─── DATA FOR THE TASK

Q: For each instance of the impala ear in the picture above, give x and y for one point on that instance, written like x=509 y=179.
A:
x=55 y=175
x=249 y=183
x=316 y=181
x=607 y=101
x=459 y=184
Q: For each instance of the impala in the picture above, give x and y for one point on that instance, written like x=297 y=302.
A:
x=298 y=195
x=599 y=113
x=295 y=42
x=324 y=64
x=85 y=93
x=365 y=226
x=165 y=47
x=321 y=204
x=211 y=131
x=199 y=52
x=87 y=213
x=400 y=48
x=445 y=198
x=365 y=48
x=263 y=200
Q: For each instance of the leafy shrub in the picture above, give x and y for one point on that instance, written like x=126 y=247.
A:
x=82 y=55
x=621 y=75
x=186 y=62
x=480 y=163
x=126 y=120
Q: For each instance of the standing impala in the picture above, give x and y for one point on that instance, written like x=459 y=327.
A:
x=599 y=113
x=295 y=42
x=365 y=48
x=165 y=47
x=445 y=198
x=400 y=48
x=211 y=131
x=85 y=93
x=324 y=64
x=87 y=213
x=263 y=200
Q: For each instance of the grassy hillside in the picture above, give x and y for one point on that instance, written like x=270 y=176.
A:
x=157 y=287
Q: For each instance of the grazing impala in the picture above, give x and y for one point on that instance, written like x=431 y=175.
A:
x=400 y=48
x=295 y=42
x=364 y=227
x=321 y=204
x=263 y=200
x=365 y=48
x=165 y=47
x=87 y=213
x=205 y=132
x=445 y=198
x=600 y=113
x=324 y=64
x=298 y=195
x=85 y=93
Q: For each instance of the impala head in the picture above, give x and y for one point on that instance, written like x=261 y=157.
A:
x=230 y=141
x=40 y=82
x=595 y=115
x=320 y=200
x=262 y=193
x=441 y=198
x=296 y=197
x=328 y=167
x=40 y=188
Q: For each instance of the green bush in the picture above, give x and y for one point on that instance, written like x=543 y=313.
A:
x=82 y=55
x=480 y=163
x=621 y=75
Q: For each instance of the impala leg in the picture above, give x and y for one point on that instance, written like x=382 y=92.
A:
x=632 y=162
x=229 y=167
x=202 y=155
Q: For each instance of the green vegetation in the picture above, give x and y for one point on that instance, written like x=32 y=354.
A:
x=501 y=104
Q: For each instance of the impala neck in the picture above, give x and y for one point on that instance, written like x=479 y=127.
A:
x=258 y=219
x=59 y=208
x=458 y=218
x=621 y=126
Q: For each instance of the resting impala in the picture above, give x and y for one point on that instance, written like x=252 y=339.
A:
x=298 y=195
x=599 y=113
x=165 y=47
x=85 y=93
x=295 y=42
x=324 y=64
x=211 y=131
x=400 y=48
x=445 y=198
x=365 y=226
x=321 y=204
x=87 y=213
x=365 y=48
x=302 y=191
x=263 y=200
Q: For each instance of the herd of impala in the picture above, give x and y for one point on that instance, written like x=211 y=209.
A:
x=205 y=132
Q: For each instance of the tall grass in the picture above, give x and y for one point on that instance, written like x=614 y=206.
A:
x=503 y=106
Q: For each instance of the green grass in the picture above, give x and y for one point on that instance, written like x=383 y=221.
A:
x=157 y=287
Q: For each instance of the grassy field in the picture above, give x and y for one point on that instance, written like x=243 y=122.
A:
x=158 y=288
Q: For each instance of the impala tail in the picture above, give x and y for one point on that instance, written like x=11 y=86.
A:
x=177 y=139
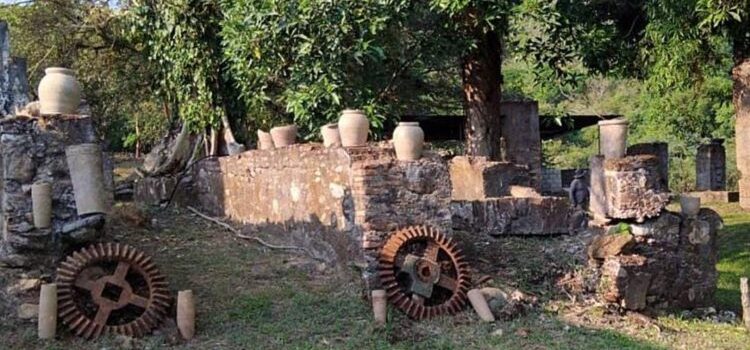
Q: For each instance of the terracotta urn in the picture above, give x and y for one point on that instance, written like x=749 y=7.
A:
x=689 y=205
x=331 y=137
x=479 y=303
x=59 y=92
x=264 y=140
x=408 y=139
x=613 y=138
x=353 y=128
x=284 y=135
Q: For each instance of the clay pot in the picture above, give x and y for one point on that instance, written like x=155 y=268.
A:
x=186 y=314
x=264 y=140
x=379 y=306
x=41 y=200
x=613 y=138
x=479 y=303
x=284 y=135
x=85 y=165
x=47 y=326
x=353 y=128
x=59 y=92
x=408 y=139
x=690 y=205
x=331 y=137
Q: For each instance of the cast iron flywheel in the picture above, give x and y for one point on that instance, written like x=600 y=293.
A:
x=111 y=288
x=423 y=272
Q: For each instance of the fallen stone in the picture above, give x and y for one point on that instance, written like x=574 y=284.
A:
x=28 y=311
x=607 y=245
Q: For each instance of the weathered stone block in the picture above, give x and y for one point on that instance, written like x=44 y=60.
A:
x=512 y=216
x=660 y=150
x=475 y=178
x=633 y=188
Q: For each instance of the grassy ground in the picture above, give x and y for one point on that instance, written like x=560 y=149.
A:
x=253 y=298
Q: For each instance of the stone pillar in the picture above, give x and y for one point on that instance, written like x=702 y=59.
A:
x=523 y=143
x=598 y=195
x=661 y=151
x=710 y=167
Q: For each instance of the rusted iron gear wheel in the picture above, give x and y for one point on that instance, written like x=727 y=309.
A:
x=429 y=248
x=111 y=288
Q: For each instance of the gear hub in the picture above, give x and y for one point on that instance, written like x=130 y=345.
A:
x=423 y=272
x=111 y=288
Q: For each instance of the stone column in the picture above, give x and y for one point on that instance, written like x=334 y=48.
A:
x=598 y=195
x=523 y=143
x=710 y=167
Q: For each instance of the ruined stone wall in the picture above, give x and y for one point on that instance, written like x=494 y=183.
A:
x=476 y=178
x=523 y=142
x=33 y=150
x=666 y=262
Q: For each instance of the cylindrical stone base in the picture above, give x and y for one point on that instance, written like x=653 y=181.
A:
x=86 y=173
x=186 y=314
x=41 y=199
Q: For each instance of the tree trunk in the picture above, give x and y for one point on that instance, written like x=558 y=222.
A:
x=482 y=81
x=741 y=99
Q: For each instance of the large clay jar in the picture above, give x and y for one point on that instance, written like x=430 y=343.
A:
x=331 y=137
x=41 y=202
x=186 y=314
x=689 y=205
x=408 y=139
x=264 y=140
x=613 y=138
x=87 y=175
x=59 y=92
x=353 y=128
x=284 y=135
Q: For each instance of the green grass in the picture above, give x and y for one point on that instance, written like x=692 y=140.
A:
x=253 y=298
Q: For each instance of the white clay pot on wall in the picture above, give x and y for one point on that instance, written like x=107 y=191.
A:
x=87 y=175
x=284 y=135
x=408 y=139
x=331 y=137
x=59 y=92
x=264 y=140
x=353 y=128
x=613 y=138
x=689 y=205
x=41 y=201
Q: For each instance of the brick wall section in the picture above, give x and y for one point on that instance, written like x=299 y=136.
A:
x=362 y=193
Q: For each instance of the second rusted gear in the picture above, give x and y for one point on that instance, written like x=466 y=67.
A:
x=111 y=288
x=423 y=272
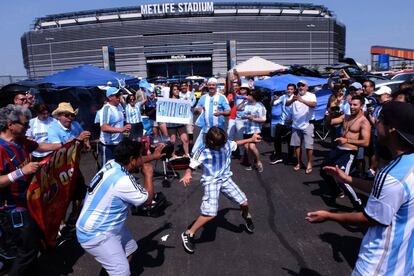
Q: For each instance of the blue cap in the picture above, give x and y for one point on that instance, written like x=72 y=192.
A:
x=111 y=91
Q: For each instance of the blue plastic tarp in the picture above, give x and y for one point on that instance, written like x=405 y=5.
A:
x=279 y=83
x=322 y=97
x=86 y=76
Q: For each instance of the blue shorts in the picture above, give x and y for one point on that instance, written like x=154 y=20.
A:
x=209 y=204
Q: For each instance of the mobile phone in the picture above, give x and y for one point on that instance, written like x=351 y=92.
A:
x=17 y=218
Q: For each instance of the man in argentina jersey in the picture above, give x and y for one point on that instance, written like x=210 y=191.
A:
x=213 y=107
x=388 y=245
x=215 y=158
x=101 y=227
x=111 y=121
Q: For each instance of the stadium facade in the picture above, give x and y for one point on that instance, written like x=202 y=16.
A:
x=188 y=38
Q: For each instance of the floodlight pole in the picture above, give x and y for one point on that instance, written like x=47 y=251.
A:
x=310 y=26
x=50 y=39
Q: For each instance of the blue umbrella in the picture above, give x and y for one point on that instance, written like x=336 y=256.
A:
x=279 y=83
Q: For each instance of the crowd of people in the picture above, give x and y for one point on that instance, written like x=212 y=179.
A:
x=365 y=124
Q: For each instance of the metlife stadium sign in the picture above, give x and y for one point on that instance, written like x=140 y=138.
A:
x=177 y=8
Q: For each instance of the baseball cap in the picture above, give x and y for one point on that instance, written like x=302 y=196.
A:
x=303 y=82
x=212 y=80
x=400 y=116
x=356 y=85
x=383 y=90
x=111 y=91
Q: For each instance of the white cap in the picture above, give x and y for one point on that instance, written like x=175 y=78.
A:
x=212 y=80
x=383 y=90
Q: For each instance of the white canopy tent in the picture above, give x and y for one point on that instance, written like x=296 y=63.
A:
x=257 y=66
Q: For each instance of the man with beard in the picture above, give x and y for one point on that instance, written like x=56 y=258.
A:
x=356 y=133
x=101 y=229
x=387 y=247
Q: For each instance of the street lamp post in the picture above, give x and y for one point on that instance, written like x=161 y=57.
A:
x=50 y=39
x=310 y=26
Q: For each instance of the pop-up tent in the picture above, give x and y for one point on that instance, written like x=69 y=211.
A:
x=279 y=83
x=86 y=76
x=257 y=66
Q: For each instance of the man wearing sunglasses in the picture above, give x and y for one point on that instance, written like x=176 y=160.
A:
x=61 y=131
x=111 y=121
x=15 y=150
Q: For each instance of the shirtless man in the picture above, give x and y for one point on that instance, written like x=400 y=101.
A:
x=356 y=133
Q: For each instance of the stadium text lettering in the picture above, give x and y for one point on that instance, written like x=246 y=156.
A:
x=173 y=8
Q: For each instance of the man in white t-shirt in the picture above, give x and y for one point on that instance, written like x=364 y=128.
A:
x=303 y=105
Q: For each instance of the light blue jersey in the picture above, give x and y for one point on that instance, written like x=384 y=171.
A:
x=111 y=192
x=59 y=134
x=211 y=105
x=133 y=114
x=258 y=111
x=216 y=163
x=286 y=115
x=388 y=247
x=114 y=117
x=38 y=131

──────

- [AIM] Repeat exactly, and only, the lines of the records above, starting with the line that contains "Q: For each instance of the crowd" and ending with the final line, both included.

- [FULL RESPONSE]
Q: For each instance of the crowd of people in the picture above, give x and y for one point on that instance, written like x=212 y=179.
A:
x=365 y=124
Q: For each instance of the metlife stadium sign in the picture above, give x and y for one point on that instance, written like x=140 y=138.
A:
x=177 y=8
Q: For each instance of the baseball cap in the picture above, give x and y for one point on that instance, written like x=302 y=196.
A:
x=303 y=82
x=212 y=80
x=400 y=116
x=356 y=85
x=383 y=90
x=111 y=91
Q: For each instance of the white cap in the picture above, give x and y for one point on that instance, written like x=175 y=78.
A:
x=212 y=80
x=383 y=90
Q: For each instance of the white canopy tent in the picture above, give x and y for one point on that instance, written like x=296 y=63.
A:
x=257 y=66
Q: For each instance of the man with beard in the picture above, give x and y for one point on that instance, written like x=56 y=258.
A:
x=356 y=133
x=101 y=229
x=387 y=247
Q: For each instance of the street lamp post in the picture above, give x and y for one point on that instance, written like x=161 y=57.
A:
x=50 y=39
x=310 y=26
Q: For each instance of the pop-up tent in the picture above, give x and y for one point on that instance, written like x=69 y=211.
A:
x=279 y=83
x=86 y=76
x=257 y=66
Q: For each instance of the man wearing sunglasses in the picture above, give x and y for one point on that instance, written like x=176 y=160.
A:
x=61 y=131
x=111 y=121
x=15 y=150
Q: For each instance of the shirtless man in the picture above, give x and y for one point on that instance, written like x=400 y=101.
A:
x=356 y=133
Q: For each instance of the stadium text lettering in the picture above, give x and y for one point on that instance, written like x=246 y=156.
A:
x=173 y=8
Q: For each instance of the man in white t-shirt in the picture above, give x and y for one point on that instance, written like x=364 y=128.
A:
x=303 y=105
Q: For each instance of the light blue jersey in the picture above, give x and y for one point on that instance, written like x=384 y=171.
A:
x=111 y=192
x=59 y=134
x=211 y=105
x=133 y=114
x=258 y=111
x=216 y=163
x=286 y=115
x=388 y=247
x=114 y=117
x=38 y=131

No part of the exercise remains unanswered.